DATA FOR THIS TASK:
= = = = = = =
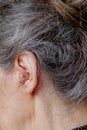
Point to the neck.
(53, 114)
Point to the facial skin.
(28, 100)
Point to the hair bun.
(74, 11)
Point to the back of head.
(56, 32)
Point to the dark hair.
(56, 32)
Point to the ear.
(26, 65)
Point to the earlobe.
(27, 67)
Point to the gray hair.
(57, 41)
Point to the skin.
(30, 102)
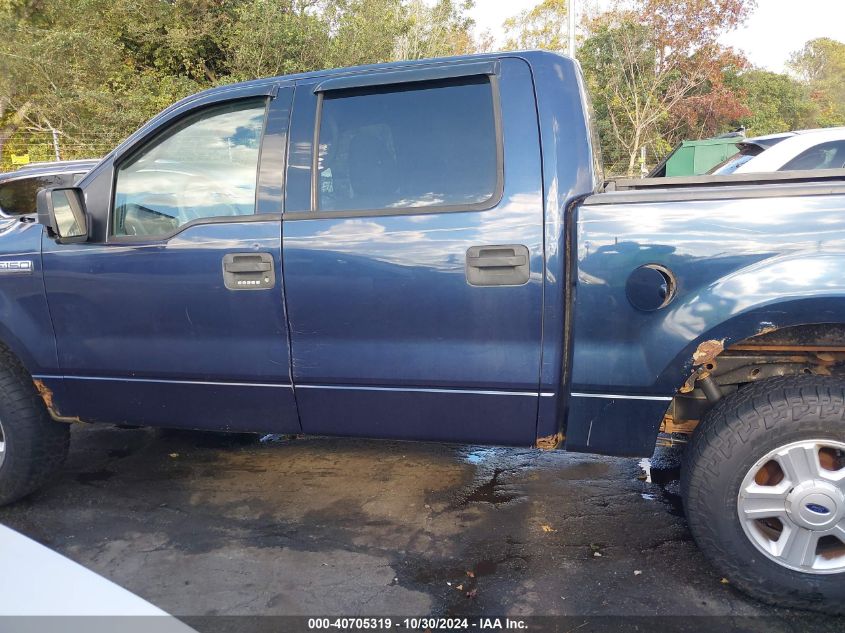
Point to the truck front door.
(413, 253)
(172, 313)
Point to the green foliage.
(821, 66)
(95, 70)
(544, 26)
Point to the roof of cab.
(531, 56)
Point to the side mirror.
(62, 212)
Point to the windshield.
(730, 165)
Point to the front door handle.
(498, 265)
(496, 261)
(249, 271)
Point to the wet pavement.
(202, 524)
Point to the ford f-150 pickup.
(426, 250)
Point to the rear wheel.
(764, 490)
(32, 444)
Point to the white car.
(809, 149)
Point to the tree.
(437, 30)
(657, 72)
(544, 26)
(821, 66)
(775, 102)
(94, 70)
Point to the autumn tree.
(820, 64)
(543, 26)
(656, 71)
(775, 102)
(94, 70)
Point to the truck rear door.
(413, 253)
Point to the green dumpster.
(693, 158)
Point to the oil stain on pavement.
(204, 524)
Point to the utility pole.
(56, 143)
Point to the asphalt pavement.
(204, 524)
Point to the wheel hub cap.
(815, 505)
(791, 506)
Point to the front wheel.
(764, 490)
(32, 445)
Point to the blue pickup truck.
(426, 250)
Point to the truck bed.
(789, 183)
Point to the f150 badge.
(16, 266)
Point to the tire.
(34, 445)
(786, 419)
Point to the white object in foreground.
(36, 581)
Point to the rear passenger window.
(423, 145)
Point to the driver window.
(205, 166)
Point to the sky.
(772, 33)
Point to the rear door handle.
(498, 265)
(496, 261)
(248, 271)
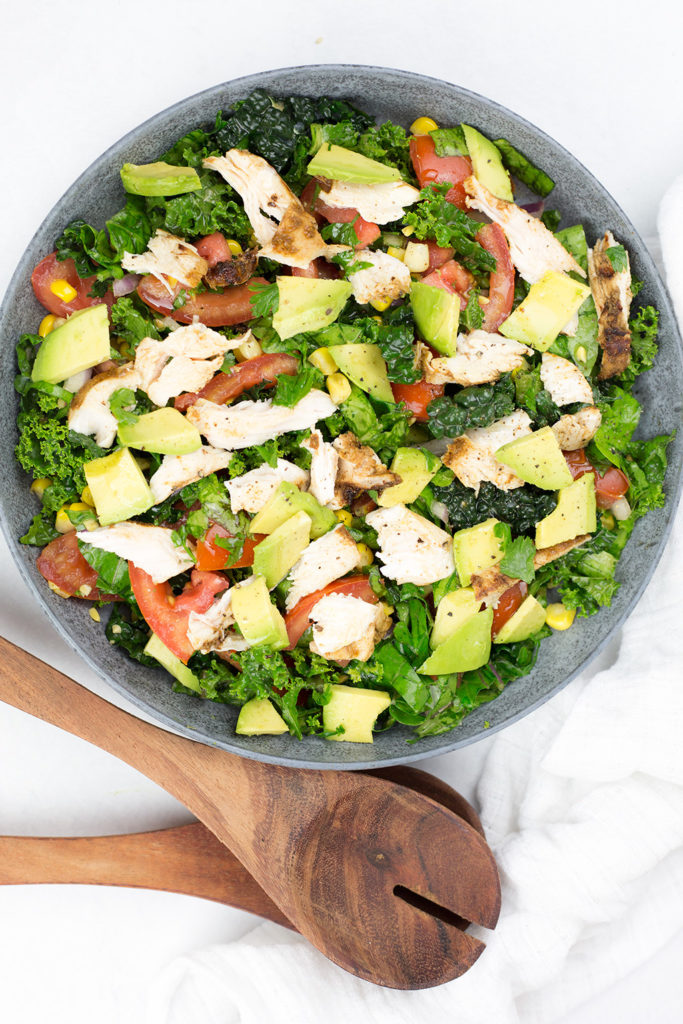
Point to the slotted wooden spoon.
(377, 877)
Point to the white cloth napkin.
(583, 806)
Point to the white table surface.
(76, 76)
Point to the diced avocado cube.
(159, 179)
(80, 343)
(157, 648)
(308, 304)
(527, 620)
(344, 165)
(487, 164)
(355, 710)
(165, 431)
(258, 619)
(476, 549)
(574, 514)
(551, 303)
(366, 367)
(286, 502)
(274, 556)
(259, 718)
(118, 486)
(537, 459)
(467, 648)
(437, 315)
= = = = = = =
TASK DETAILS: Could you rewrite the data above as a numbered list, one line per item, with blank lines left out and the pictures omitted?

RESULT OF THIS EXERCISE:
1. Point to the neck.
2. (53, 114)
3. Point to the facial skin.
4. (28, 100)
5. Point to the hair bun.
6. (74, 11)
7. Point to the back of head.
8. (56, 32)
9. Point to the dark hair.
10. (56, 32)
11. Point to the ear.
12. (26, 65)
13. Point to the earlobe.
14. (27, 67)
15. Point to the gray hair.
16. (57, 41)
17. Point to the skin.
18. (30, 102)
19. Point to the truck front door.
20. (413, 253)
21. (172, 313)
22. Point to the green foliage.
23. (821, 66)
24. (95, 70)
25. (544, 26)
26. Point to the roof of cab.
27. (531, 56)
28. Point to the side mirror.
29. (62, 212)
30. Point to the windshield.
31. (730, 165)
32. Point to the front door handle.
33. (498, 265)
34. (496, 261)
35. (249, 271)
36. Point to the wet pavement.
37. (202, 524)
38. Point to the ford f-150 pickup.
39. (426, 250)
40. Point to the rear wheel.
41. (764, 490)
42. (32, 444)
43. Point to the white car.
44. (809, 149)
45. Point to the tree.
46. (437, 30)
47. (657, 72)
48. (544, 26)
49. (821, 66)
50. (775, 102)
51. (94, 70)
52. Point to the autumn tree.
53. (820, 64)
54. (543, 26)
55. (656, 71)
56. (775, 102)
57. (94, 70)
58. Point to the truck rear door.
59. (413, 253)
60. Point to the green dumpster.
61. (693, 158)
62. Point to the oil stain on pavement.
63. (204, 524)
64. Point to the utility pole.
65. (56, 143)
66. Point to the asphalt pavement.
67. (204, 524)
68. Point to the wheel hub cap.
69. (815, 505)
70. (791, 506)
71. Point to the front wheel.
72. (764, 490)
73. (32, 445)
74. Point to the blue pickup truck.
75. (426, 250)
76. Point to the truck bed.
77. (789, 183)
78. Point to the f150 badge.
79. (16, 266)
80. Point to the tire.
81. (34, 445)
82. (786, 419)
83. Point to the white object in foreground.
84. (36, 581)
85. Point to the rear passenger window.
86. (423, 145)
87. Point to the driver window.
88. (205, 166)
89. Point to the sky.
90. (772, 33)
91. Point to the rear door handle.
92. (498, 265)
93. (496, 261)
94. (248, 271)
95. Point to the slotted wooden spoon.
96. (377, 877)
97. Point to the white cloth napkin.
98. (583, 806)
99. Point to the white table surface.
100. (76, 76)
101. Point to the diced avocado cube.
102. (159, 179)
103. (80, 343)
104. (157, 648)
105. (308, 304)
106. (527, 620)
107. (344, 165)
108. (487, 164)
109. (355, 710)
110. (165, 431)
111. (258, 619)
112. (476, 549)
113. (574, 514)
114. (551, 303)
115. (366, 367)
116. (286, 502)
117. (274, 556)
118. (259, 718)
119. (118, 486)
120. (537, 459)
121. (467, 648)
122. (437, 315)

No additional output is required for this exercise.